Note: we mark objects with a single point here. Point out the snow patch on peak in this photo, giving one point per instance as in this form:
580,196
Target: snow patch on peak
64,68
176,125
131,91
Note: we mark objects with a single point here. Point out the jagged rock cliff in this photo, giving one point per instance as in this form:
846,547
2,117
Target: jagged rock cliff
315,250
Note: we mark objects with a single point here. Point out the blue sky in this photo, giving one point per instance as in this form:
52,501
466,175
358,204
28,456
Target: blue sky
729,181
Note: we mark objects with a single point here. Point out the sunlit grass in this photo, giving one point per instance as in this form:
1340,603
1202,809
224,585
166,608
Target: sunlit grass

■ ■ ■ ■ ■ ■ ■

● **Activity**
Please output the entire listing exactly as it stands.

● **Reply to the exercise**
Note: we mark objects with a single point here. Point out the snow patch on peak in this photo, giving one point per instance as in this form:
580,196
Target: snow patch on peak
64,68
176,125
131,91
Note: we mark objects with a single point here. Point out the jagged rock cliff in this photo, giving one point per instance as in this form:
846,547
2,117
Target: jagged rock cliff
315,250
Note: we mark objects with a single point here. Point out the blue sky in this photo, giving one point per instance as in this form:
52,501
466,175
358,204
28,456
Target: blue sky
729,181
Note: we mark objects with a single point here. Point out the sunlit grass in this photo, giving one point per instance as in this form:
1340,603
1202,809
224,585
166,608
Target: sunlit grass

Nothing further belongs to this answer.